En entrée en matière, précisions que Ward Hayden est l’ex-leader du groupe Girls, Guns & Glory qui a effectué pas mal de dates en France. Ward Hayden & The Outliers est avant tout un groupe de scène avec un répertoire qui est destiné à mettre l’ambiance : country rock et rock and roll. Mais il y a quand même de la place pour les ballades et le vocal qui n’est pas sans nous rappeler un certain Dwight n’est pas pour nous déplaire. Attendons une prochaine tournée.


 

lundi 16 juin 2025

Avenue Country, par Jacques Dufour

 

Addison Lea THOMPSON

"Vita"

--- Données enregistrées ---
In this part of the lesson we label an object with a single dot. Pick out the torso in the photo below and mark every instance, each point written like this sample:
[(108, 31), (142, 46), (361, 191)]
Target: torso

--- Consigne ---
Poursuivez l'extrait source, la chronique de musique country, à partir de l'endroit où il s'interrompt. Les lignes constituent un matériau distinct, sans rapport avec l'extrait source.

--- Résultat ci-dessous ---
Oups, je pensais que Addison Lea était une fille. En fait il s’agit d’un chanteur au vocal bien mature et non dépourvu d’un certain charme. Pour définir le style musical de cet artiste, toute proportion gardée, je m’aventurerai à imaginer les Dire Straits faisant de la country. La guitare est bien fluide et la pedal steel guitare présente sur chaque titre bien que seuls deux morceaux puissent être qualifiés de country, dont le seul rapide au programme. Il règne une certaine uniformité qui relie tous ces titres aux tempos relativement calmes. Un peu plus d’énergie aurait rendu l’écoute beaucoup plus agréable. J’ai un faible pu la pochette. 

 

Ashleigh FLYNN & The RIVETERS

"Good Morning Sunshine" 

Portons-nous sur la côte oust, à Portland plus précisément, pour y découvrir un groupe, The Riveters, fondé en 2017 et qui a la particularité de ne présenter que des musiciennes. Ashleigh Flynn a débuté sa carrière dans le Kentucky par le bluegrass, évidemment, avant d’opter pour l’Oregon et la country. Ce premier album est inégal. Certaines chansons font office de remplissage. Le violon et l’harmonica bien que présents se font trop discrets. Les amateurs de douceurs se consoleront avec un unique slow. Trois country rapides sortent du lot des onze titres. Le bilan est mitigé et ces amazones auront du mal à briller au-delà de la bordure du Pacifique.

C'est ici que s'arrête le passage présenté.